BEGIN PROVIDED RECORDS

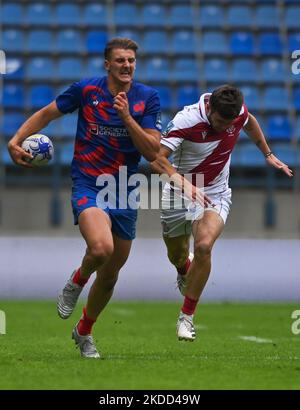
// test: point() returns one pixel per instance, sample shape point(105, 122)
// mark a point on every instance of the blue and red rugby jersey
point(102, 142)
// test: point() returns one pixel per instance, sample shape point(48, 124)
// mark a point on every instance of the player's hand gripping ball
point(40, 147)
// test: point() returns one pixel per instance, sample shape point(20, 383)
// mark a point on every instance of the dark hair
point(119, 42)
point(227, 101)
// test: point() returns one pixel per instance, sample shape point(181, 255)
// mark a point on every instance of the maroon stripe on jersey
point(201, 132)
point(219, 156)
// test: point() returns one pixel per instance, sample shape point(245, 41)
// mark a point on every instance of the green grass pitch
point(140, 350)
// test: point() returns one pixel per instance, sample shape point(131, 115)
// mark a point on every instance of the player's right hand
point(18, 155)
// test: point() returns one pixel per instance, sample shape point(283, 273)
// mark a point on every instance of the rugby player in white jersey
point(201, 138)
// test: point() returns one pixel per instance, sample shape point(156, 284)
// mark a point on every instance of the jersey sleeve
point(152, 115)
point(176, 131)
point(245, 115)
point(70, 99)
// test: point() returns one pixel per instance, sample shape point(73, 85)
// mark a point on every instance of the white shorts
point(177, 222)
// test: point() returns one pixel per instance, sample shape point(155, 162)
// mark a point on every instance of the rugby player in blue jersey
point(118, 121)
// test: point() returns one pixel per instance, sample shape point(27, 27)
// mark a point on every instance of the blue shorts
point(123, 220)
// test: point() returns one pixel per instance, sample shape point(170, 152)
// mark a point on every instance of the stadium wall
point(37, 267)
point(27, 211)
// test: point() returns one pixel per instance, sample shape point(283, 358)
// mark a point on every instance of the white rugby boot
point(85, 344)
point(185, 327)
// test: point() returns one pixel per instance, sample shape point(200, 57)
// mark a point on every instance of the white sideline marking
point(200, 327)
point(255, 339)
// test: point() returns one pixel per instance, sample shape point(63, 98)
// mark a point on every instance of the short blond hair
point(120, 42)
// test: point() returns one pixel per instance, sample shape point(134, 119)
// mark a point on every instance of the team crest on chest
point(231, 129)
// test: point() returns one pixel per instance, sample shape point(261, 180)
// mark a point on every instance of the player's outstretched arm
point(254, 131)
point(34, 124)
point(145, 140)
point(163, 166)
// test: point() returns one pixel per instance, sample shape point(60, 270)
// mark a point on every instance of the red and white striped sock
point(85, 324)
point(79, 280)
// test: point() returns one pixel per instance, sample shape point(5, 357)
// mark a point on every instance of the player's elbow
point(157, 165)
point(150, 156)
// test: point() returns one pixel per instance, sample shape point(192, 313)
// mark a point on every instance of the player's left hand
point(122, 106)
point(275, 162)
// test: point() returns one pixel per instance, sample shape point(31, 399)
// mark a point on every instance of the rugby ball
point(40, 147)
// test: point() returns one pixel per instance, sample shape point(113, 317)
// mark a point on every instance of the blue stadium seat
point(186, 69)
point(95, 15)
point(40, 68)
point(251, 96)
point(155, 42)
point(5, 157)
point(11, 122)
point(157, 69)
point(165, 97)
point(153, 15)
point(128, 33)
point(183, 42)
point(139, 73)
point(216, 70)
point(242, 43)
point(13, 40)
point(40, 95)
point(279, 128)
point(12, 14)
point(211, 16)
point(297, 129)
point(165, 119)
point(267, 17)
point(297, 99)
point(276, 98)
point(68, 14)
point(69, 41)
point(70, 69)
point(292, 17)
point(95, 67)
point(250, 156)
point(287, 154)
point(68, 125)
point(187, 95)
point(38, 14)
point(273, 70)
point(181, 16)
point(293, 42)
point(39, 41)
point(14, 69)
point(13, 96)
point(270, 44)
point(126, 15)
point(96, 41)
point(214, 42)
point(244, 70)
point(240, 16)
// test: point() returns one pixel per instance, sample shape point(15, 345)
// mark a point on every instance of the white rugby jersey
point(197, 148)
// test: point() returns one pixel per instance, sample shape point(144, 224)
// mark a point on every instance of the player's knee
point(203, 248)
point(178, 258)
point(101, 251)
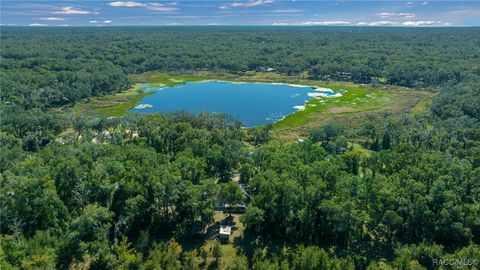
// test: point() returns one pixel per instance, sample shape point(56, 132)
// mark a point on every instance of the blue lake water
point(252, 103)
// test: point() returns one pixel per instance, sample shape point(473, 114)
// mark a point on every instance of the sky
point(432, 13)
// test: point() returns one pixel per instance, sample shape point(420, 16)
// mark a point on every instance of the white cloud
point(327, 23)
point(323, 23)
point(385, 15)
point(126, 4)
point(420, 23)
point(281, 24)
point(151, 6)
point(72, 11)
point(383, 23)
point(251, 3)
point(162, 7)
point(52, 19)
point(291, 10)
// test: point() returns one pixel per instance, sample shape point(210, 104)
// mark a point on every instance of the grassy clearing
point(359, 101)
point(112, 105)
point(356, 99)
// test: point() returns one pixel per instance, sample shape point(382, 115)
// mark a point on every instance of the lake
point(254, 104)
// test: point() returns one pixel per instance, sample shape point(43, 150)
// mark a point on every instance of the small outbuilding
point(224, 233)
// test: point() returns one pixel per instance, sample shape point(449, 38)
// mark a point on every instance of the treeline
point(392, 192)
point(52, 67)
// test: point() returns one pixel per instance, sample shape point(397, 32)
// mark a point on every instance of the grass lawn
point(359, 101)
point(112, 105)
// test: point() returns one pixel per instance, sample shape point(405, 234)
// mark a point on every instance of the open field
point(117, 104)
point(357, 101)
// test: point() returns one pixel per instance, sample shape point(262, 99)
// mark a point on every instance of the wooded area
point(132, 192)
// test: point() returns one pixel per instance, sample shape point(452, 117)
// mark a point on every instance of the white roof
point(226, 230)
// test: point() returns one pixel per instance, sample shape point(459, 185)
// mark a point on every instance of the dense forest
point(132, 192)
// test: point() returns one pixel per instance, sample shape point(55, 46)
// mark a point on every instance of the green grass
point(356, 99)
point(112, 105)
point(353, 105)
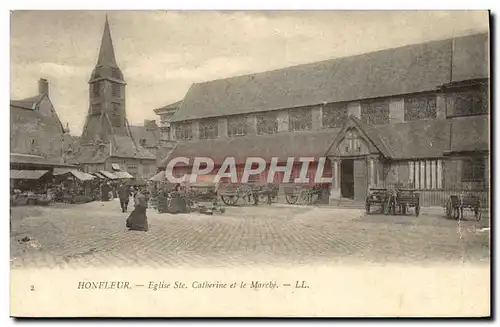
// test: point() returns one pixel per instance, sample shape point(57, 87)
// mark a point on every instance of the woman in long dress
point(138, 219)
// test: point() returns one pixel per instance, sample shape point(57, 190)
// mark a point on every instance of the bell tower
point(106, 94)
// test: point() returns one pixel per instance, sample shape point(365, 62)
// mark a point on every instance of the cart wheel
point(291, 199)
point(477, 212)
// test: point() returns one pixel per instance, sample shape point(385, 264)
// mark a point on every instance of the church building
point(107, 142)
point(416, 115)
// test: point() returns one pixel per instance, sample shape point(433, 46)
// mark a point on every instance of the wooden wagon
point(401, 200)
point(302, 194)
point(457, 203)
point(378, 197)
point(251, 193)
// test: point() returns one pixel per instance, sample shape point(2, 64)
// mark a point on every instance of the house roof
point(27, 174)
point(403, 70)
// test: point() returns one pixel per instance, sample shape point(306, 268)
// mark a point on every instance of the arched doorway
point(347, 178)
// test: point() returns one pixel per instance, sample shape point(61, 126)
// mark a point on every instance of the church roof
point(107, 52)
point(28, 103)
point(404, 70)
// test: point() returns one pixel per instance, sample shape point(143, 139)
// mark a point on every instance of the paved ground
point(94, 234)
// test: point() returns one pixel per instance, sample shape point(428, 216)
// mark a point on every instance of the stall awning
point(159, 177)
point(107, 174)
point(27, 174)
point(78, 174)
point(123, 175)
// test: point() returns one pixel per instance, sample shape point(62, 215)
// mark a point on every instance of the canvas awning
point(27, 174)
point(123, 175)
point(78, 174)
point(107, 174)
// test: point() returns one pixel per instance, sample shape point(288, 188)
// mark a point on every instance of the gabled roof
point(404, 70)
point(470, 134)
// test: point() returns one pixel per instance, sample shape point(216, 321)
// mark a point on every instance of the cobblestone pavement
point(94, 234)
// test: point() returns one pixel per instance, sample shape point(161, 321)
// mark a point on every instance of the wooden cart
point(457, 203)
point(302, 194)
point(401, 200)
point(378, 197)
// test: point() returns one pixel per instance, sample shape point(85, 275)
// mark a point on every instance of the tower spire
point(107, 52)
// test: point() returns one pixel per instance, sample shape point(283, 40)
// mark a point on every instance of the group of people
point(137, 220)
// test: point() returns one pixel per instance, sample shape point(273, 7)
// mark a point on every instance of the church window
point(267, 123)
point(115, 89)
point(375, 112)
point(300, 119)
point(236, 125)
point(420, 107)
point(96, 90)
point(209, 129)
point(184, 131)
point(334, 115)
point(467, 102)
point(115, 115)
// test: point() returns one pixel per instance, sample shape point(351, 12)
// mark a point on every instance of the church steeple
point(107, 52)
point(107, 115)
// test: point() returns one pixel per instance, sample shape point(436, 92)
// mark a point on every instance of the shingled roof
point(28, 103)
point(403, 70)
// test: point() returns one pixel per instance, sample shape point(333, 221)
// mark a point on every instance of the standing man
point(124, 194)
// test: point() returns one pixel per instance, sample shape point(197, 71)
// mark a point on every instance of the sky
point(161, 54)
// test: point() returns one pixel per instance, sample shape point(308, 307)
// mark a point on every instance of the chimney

END PROVIDED RECORDS
BEGIN PROVIDED RECORDS

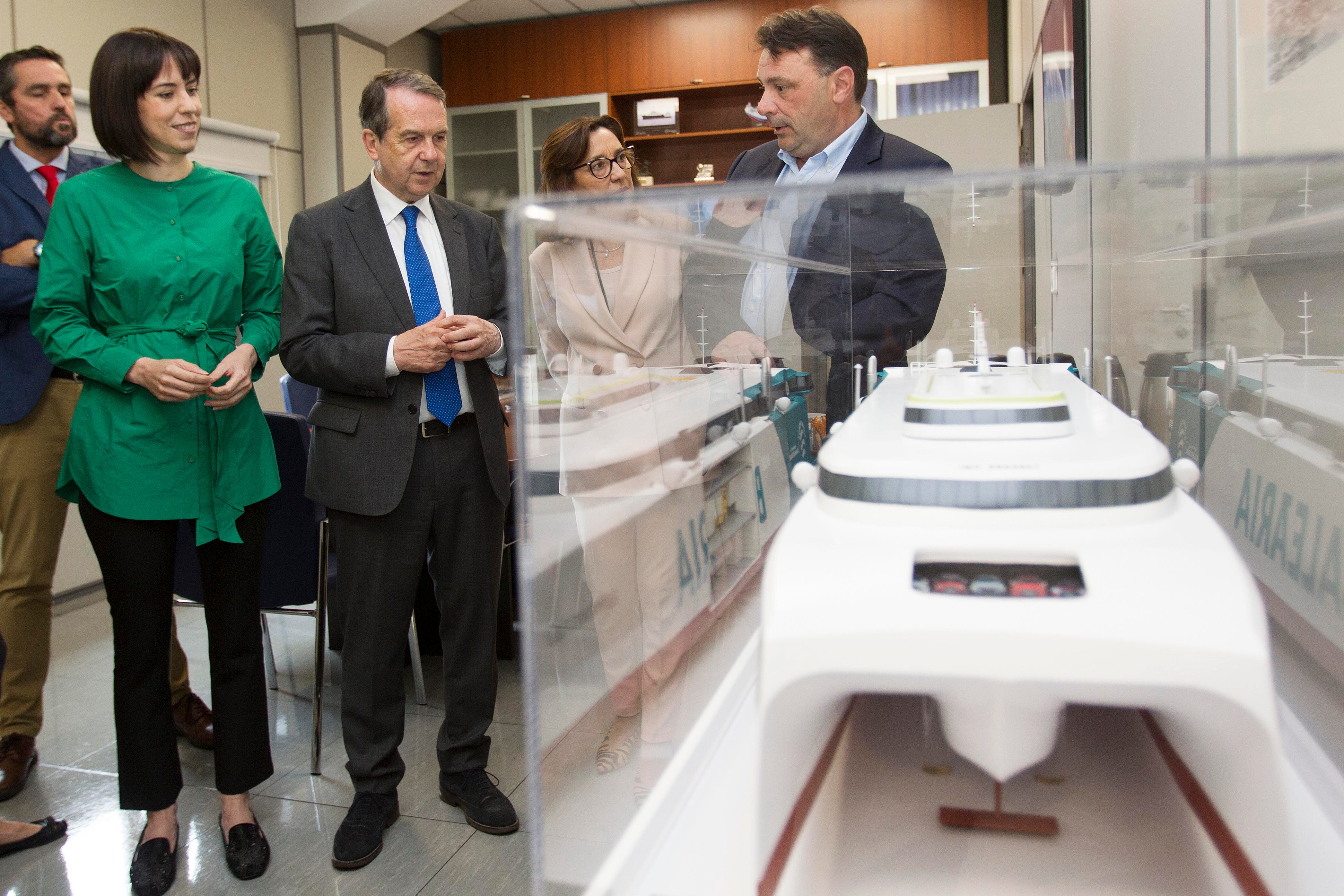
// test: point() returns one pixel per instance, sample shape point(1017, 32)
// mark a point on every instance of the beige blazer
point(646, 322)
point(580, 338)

END PROVIDED RECORDS
BEGIN PROVIDED RECORDS

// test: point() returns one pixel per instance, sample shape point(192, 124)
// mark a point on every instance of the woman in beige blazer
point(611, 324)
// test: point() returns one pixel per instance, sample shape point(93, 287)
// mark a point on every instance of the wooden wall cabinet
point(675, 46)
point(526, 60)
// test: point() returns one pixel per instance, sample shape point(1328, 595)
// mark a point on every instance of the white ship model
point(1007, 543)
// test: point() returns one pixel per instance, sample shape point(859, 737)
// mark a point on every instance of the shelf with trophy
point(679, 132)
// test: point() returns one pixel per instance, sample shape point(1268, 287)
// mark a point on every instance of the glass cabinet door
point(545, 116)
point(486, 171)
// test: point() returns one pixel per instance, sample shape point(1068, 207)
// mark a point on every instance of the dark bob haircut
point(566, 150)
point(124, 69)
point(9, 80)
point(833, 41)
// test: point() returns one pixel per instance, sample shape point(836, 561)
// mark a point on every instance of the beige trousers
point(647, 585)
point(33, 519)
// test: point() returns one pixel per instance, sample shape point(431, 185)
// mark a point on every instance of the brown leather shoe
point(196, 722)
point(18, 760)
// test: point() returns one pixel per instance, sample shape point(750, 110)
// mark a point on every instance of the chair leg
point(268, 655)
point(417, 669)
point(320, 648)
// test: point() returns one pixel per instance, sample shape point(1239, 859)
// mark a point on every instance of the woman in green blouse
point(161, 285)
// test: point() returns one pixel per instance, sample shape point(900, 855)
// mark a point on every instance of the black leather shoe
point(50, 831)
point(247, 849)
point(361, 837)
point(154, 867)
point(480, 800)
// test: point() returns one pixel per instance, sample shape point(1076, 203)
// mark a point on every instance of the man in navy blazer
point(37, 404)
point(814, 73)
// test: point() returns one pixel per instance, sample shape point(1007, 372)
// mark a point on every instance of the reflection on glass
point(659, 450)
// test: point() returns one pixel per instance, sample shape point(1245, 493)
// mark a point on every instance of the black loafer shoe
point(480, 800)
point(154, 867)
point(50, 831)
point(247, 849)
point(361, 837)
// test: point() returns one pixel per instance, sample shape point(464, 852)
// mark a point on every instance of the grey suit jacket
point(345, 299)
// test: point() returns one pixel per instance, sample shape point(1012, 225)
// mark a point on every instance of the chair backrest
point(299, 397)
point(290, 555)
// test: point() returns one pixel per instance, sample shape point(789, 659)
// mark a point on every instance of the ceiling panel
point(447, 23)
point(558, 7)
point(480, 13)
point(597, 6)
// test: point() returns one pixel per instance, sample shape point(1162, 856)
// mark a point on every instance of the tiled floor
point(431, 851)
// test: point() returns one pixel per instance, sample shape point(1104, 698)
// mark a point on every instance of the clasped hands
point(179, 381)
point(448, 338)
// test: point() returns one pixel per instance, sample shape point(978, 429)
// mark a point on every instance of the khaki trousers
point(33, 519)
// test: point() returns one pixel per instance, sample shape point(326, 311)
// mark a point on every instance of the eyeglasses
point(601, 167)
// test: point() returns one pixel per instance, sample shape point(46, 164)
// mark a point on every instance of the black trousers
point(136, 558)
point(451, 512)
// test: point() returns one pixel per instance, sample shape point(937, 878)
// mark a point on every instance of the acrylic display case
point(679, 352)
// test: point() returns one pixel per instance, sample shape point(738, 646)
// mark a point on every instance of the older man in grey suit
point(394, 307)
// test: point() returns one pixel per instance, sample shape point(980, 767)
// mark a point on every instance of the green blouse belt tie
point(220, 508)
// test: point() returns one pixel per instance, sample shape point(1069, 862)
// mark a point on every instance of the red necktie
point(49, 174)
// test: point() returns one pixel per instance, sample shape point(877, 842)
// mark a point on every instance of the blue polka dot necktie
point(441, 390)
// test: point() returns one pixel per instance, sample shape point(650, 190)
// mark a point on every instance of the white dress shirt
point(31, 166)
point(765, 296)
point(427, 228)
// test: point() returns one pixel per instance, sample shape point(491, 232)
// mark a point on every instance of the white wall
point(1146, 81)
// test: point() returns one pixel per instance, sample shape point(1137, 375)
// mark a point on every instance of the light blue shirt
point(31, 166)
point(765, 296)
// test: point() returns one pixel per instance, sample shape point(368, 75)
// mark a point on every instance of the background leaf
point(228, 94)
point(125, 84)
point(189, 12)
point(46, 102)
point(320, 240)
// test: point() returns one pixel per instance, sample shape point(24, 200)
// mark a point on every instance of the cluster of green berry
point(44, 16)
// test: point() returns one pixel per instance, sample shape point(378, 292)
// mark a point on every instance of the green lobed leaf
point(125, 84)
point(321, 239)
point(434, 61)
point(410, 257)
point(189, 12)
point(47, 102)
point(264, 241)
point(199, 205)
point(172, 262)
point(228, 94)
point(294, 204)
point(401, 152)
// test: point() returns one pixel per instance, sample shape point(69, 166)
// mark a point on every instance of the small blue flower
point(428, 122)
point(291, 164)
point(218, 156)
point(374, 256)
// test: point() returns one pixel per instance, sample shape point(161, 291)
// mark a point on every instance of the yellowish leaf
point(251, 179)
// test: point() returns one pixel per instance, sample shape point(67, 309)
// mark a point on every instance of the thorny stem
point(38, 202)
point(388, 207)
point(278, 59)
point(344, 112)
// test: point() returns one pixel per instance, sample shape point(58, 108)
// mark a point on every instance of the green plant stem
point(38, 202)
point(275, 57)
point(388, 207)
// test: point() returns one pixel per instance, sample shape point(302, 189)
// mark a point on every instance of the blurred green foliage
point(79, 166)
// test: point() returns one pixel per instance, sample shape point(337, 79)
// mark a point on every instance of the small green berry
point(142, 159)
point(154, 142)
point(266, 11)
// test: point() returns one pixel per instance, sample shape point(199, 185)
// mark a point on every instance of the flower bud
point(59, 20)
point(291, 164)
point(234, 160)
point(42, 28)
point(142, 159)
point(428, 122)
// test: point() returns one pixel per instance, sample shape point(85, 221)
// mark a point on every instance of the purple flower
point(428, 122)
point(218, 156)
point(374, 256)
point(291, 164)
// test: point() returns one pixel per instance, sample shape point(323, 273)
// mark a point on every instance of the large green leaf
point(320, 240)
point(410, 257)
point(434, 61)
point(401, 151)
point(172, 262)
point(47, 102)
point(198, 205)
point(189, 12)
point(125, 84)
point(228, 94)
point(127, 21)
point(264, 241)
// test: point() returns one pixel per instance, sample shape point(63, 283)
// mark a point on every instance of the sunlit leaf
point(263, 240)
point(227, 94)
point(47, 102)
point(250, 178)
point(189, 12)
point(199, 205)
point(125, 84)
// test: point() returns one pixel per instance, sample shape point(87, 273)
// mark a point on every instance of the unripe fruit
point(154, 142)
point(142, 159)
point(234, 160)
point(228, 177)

END PROVIDED RECORDS

[WORK REQUEST]: From the line holding "shape point(105, 122)" to the line holding "shape point(245, 41)", inclusive, restate each line above exactly as written.

[WRITTEN ANSWER]:
// test: point() returns one pixel per instance, sample shape point(105, 122)
// mark a point on every instance of the blue and red rugby jersey
point(102, 142)
// test: point() returns one pixel per instance, sample shape point(48, 124)
// mark a point on every instance of the player's hand gripping ball
point(40, 147)
// test: point() returns one pixel per instance, sample shape point(20, 383)
// mark a point on every instance of the dark hair
point(119, 42)
point(227, 101)
// test: point() returns one pixel per instance, sample shape point(181, 255)
// mark a point on every instance of the maroon stripe on jersey
point(201, 132)
point(219, 156)
// test: point() returns one pixel per instance, sample shape point(245, 41)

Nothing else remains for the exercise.